* Assigned task *
The output should be all entries, each matching the original exactly.
-- Data follows --
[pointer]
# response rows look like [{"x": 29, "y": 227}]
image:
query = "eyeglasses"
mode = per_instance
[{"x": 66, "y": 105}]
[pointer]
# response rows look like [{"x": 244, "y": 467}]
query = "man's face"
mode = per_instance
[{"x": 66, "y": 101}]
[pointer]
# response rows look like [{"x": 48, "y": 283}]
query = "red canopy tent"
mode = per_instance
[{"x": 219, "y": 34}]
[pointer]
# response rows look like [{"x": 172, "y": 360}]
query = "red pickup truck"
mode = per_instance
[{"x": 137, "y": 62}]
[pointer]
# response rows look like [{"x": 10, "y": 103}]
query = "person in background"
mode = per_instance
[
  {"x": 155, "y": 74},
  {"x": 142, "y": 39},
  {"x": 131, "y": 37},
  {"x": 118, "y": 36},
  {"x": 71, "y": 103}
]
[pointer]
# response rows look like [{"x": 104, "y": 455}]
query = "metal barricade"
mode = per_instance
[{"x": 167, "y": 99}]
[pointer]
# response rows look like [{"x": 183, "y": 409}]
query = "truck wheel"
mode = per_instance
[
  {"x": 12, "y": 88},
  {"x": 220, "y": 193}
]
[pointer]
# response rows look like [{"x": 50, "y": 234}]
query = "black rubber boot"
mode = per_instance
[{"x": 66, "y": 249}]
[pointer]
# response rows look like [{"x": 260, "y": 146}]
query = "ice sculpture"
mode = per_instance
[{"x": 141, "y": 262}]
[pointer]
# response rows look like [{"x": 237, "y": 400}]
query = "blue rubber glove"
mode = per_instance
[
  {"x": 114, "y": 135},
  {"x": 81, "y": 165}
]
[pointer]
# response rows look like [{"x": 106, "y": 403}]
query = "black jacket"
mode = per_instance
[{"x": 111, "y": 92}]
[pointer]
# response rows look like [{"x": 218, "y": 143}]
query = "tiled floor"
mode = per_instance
-- Data concluded --
* Output below *
[pointer]
# response rows look like [{"x": 29, "y": 227}]
image:
query = "eyeglasses"
mode = per_instance
[{"x": 66, "y": 105}]
[pointer]
# response rows look like [{"x": 244, "y": 467}]
query = "man's face"
mode = per_instance
[{"x": 66, "y": 101}]
[pointer]
# response rows look like [{"x": 48, "y": 283}]
query = "red canopy tent"
mode = per_instance
[{"x": 219, "y": 34}]
[pointer]
# response rows look like [{"x": 172, "y": 360}]
query = "red pickup truck"
mode = per_instance
[{"x": 137, "y": 62}]
[pointer]
# response rows look like [{"x": 10, "y": 103}]
query = "person in background"
mode = per_instance
[
  {"x": 155, "y": 74},
  {"x": 142, "y": 39},
  {"x": 131, "y": 37},
  {"x": 118, "y": 36},
  {"x": 71, "y": 103}
]
[pointer]
# response rows look like [{"x": 104, "y": 455}]
query = "metal barricade"
mode = per_instance
[{"x": 167, "y": 99}]
[pointer]
# response rows look like [{"x": 183, "y": 409}]
query = "truck wheel"
mode = per_instance
[
  {"x": 12, "y": 88},
  {"x": 220, "y": 193}
]
[pointer]
# response rows look like [{"x": 50, "y": 234}]
query = "black rubber boot"
mode = per_instance
[{"x": 66, "y": 249}]
[pointer]
# response rows look like [{"x": 260, "y": 146}]
query = "ice sculpture"
mode = per_instance
[{"x": 141, "y": 262}]
[pointer]
# response rows look like [{"x": 237, "y": 400}]
query = "blue rubber glove"
mode = per_instance
[
  {"x": 114, "y": 135},
  {"x": 81, "y": 165}
]
[pointer]
# response rows look like [{"x": 106, "y": 403}]
query = "black jacket"
mode = per_instance
[{"x": 111, "y": 92}]
[pointer]
# response rows look like [{"x": 218, "y": 143}]
query = "tiled floor"
mode = per_instance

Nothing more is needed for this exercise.